■ FRAGMENTO SELECCIONADO
**********
Como si de un oráculo délfico se
tratara, Rilke estima que debemos aceptar nuestro destino tal y como viene, sin
concesiones: «Sólo porque muchos no absorbieron sus destinos, mientras estos
vivían en ellos, y no los transformaron en sí mismos, fue por lo que no
reconocieron lo que salía de ellos mismos».
Tras una larga
estancia en un sanatorio suizo, Rainer Maria muere en 1926. Su tumba puede
visitarse en el cementerio de Raron. El epitafio, que él mismo redactó, reza:
«Rosa, oh contradicción pura en el deleite/ de ser el sueño de nadie bajo
tantos/ párpados». Como escribiera en las Cartas a un joven poeta,
en 1903, nada podría producir un destrozo más violento que mirar hacia afuera
cuando lo que se busca es lo más cierto, lo más verdadero en absoluto, pues no
se puede esperar una respuesta de fuera «a preguntas a las que sólo puede
contestar, acaso, el más íntimo sentir en su hora más silenciosa». Quizás esta
sea la mayor lección filosófica de la poesía de Rilke: que la palabra, en su
decir, desemboque en silencio.
**********
■ MATERIAL PROPORCIONADO
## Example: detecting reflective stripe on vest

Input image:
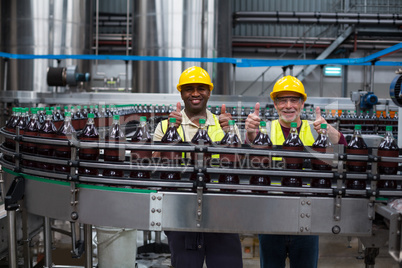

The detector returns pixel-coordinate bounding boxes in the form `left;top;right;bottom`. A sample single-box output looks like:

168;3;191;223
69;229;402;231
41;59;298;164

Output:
161;114;225;158
271;120;315;161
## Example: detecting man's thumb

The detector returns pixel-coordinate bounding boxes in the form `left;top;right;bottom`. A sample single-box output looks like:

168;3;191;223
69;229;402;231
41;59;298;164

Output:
254;102;260;116
221;104;226;114
315;106;321;119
**********
■ EJERCICIO
Transcriba todas las citas que el fragmento sobre Rilke reproduce entre comillas angulares («»).

■ RESPUESTA
1. «Sólo porque muchos no absorbieron sus destinos, mientras estos vivían en ellos, y no los transformaron en sí mismos, fue por lo que no reconocieron lo que salía de ellos mismos».
2. «Rosa, oh contradicción pura en el deleite/ de ser el sueño de nadie bajo tantos/ párpados».
3. «a preguntas a las que sólo puede contestar, acaso, el más íntimo sentir en su hora más silenciosa».